→ **Stated goal**:
Reproduce the full glossary of bond categories below, word for word.

→ **Reading passage**:
Investment Grade Corporate Bonds: U.S.-registered corporate debt securities rated BB+ or above by at least two credit rating agencies.

 

High Yield Corporate Bonds: U.S.-registered corporate debt securities rated BB+ or below by at least two credit rating agencies, which are considered speculative grade.

 

Municipal Bonds: U.S. state or local municipalities issued debt securities backed by either a revenue source or the entity’s general funds. The bonds may or may not be exempt from federal and some state or local taxes.

 

Convertible Bonds: U.S. corporate bonds that can be exchanged for common stock in the issuing company.

 

Leveraged Loans: U.S. issued bank loans to speculative grade companies that typically pay a coupon consistent with a variable rate, plus a credit spread.

 

Mortgage-Backed Securities: Securities issued by participants in housing and commercial real estate finance, as well as other real estate-related markets.

 

Emerging Market Fixed Income Securities: Securities issued by countries and corporations in emerging markets. The Fund defines emerging markets as countries in the MSCI Emerging Market Index or that we consider to be emerging markets based on our evaluation of their level of economic development or the size and experience of their securities markets.

 

Aggregate Fixed Income Securities: A combination of emerging market debt securities (sovereign and corporate), U.S. agency mortgage-backed securities, U.S. or foreign corporate debt securities, preferred stocks, and various asset-backed securities.

→ **Recorded information**:

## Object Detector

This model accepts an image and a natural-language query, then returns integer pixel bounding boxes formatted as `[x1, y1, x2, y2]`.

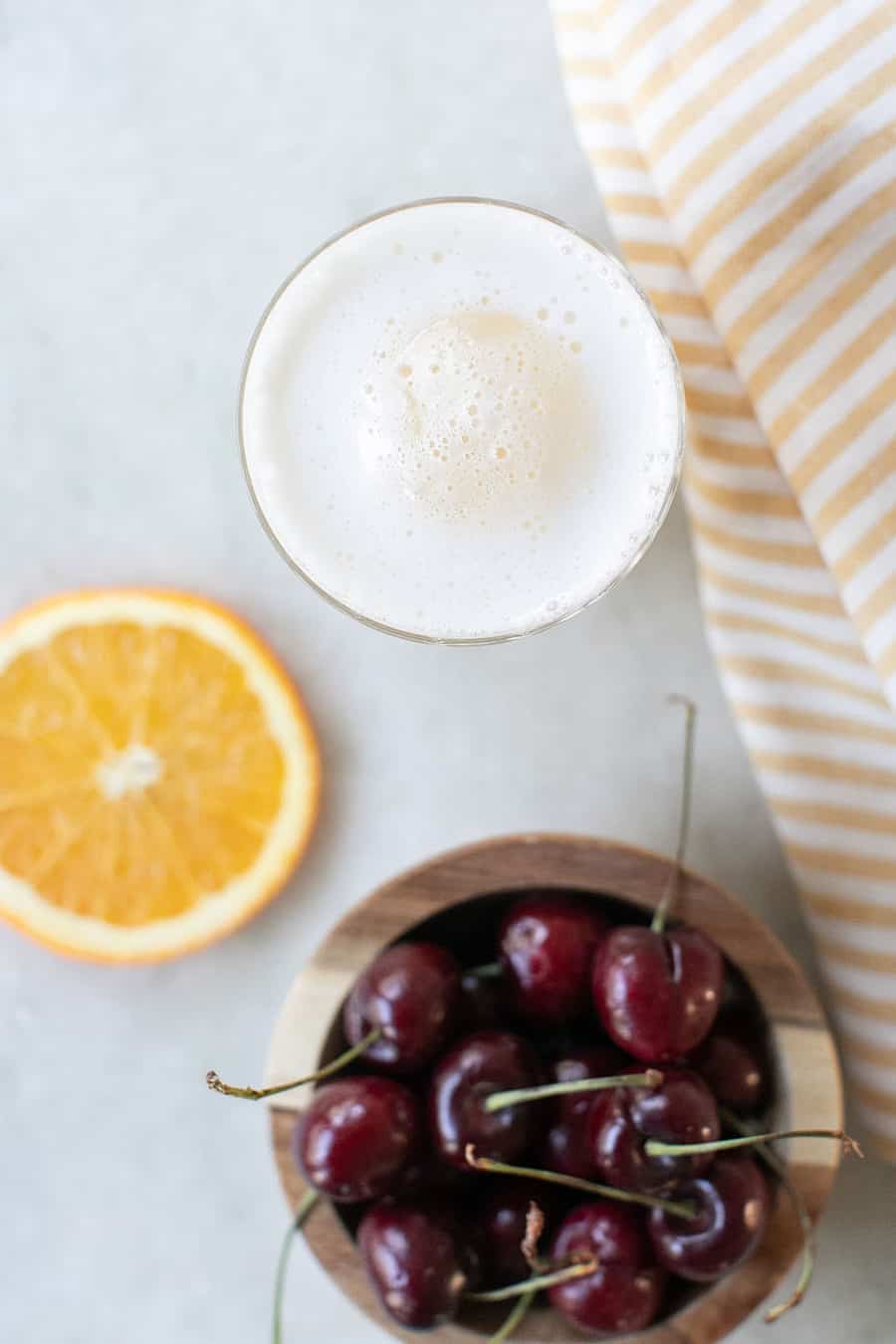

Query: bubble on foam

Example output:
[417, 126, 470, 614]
[243, 196, 678, 638]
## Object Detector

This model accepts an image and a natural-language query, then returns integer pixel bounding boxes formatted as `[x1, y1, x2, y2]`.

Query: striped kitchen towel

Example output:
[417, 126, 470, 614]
[553, 0, 896, 1160]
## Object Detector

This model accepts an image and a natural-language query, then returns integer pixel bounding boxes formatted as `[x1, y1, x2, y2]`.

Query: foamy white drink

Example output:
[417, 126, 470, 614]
[241, 200, 682, 641]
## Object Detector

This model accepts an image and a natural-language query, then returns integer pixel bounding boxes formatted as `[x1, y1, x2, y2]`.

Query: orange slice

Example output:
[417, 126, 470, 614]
[0, 590, 320, 961]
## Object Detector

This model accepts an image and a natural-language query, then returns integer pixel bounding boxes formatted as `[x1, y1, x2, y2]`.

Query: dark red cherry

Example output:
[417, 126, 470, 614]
[688, 1008, 772, 1116]
[342, 942, 461, 1072]
[499, 892, 607, 1022]
[544, 1045, 623, 1180]
[295, 1078, 423, 1203]
[588, 1068, 720, 1195]
[649, 1156, 770, 1283]
[469, 1176, 560, 1287]
[458, 971, 509, 1033]
[357, 1199, 468, 1331]
[550, 1199, 666, 1336]
[591, 925, 724, 1064]
[430, 1030, 543, 1170]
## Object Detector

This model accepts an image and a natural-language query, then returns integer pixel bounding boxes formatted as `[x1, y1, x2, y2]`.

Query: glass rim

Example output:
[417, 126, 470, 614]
[236, 196, 687, 646]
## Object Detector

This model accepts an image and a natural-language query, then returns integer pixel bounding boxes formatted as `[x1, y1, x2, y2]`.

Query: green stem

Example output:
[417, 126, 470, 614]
[650, 695, 697, 933]
[205, 1026, 383, 1101]
[466, 1144, 695, 1218]
[489, 1293, 536, 1344]
[464, 961, 504, 980]
[272, 1190, 320, 1344]
[482, 1068, 662, 1111]
[720, 1110, 815, 1325]
[466, 1258, 600, 1300]
[643, 1129, 864, 1157]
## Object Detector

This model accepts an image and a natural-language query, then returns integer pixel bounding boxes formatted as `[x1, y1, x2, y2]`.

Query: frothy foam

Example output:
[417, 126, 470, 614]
[241, 202, 680, 640]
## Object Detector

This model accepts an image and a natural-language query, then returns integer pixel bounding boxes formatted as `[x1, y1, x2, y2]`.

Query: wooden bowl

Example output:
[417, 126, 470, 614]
[266, 834, 842, 1344]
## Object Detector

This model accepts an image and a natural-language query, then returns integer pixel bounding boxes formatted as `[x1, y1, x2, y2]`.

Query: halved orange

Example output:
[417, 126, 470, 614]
[0, 588, 320, 961]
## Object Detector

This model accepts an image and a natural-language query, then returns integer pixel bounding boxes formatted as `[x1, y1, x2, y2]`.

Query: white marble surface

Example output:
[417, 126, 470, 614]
[0, 0, 896, 1344]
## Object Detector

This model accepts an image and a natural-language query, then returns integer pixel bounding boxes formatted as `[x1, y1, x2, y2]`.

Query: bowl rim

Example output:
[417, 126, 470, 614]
[266, 832, 843, 1344]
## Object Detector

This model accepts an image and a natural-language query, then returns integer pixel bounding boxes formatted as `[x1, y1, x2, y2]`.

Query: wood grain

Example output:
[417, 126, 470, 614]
[266, 834, 842, 1344]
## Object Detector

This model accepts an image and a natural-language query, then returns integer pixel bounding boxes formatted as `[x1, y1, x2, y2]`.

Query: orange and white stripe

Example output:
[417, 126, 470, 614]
[553, 0, 896, 1159]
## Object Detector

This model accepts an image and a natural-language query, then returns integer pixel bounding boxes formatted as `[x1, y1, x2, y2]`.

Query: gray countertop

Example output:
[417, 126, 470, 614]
[0, 0, 896, 1344]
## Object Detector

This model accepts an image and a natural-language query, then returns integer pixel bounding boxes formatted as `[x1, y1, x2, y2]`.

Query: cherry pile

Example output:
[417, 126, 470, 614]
[301, 891, 770, 1335]
[209, 891, 842, 1339]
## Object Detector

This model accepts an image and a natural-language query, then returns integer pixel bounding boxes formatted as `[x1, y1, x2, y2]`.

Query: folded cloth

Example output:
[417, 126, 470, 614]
[553, 0, 896, 1160]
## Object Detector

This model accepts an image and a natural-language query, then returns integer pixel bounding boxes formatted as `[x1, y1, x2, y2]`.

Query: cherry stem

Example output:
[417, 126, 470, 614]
[465, 1256, 600, 1300]
[272, 1190, 321, 1344]
[205, 1026, 383, 1101]
[465, 1144, 696, 1218]
[464, 961, 504, 980]
[643, 1129, 865, 1157]
[482, 1068, 662, 1111]
[650, 695, 697, 933]
[488, 1293, 536, 1344]
[722, 1110, 815, 1325]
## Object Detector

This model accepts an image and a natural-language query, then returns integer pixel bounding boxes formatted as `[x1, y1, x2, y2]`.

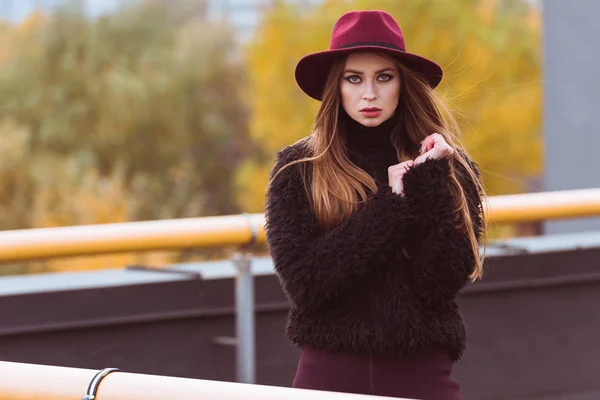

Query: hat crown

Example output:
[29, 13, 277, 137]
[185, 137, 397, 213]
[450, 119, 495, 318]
[329, 10, 406, 51]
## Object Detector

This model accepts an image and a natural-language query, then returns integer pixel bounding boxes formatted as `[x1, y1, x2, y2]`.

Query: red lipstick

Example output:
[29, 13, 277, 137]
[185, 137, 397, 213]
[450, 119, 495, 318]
[360, 107, 381, 118]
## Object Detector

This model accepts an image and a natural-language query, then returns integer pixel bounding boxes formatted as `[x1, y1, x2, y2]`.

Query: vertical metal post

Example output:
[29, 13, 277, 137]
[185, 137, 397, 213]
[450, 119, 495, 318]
[233, 253, 256, 383]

→ **Worked answer**:
Investment Grade Corporate Bonds: U.S.-registered corporate debt securities rated BB+ or above by at least two credit rating agencies.

 

High Yield Corporate Bonds: U.S.-registered corporate debt securities rated BB+ or below by at least two credit rating agencies, which are considered speculative grade.

 

Municipal Bonds: U.S. state or local municipalities issued debt securities backed by either a revenue source or the entity’s general funds. The bonds may or may not be exempt from federal and some state or local taxes.

 

Convertible Bonds: U.S. corporate bonds that can be exchanged for common stock in the issuing company.

 

Leveraged Loans: U.S. issued bank loans to speculative grade companies that typically pay a coupon consistent with a variable rate, plus a credit spread.

 

Mortgage-Backed Securities: Securities issued by participants in housing and commercial real estate finance, as well as other real estate-related markets.

 

Emerging Market Fixed Income Securities: Securities issued by countries and corporations in emerging markets. The Fund defines emerging markets as countries in the MSCI Emerging Market Index or that we consider to be emerging markets based on our evaluation of their level of economic development or the size and experience of their securities markets.

 

Aggregate Fixed Income Securities: A combination of emerging market debt securities (sovereign and corporate), U.S. agency mortgage-backed securities, U.S. or foreign corporate debt securities, preferred stocks, and various asset-backed securities.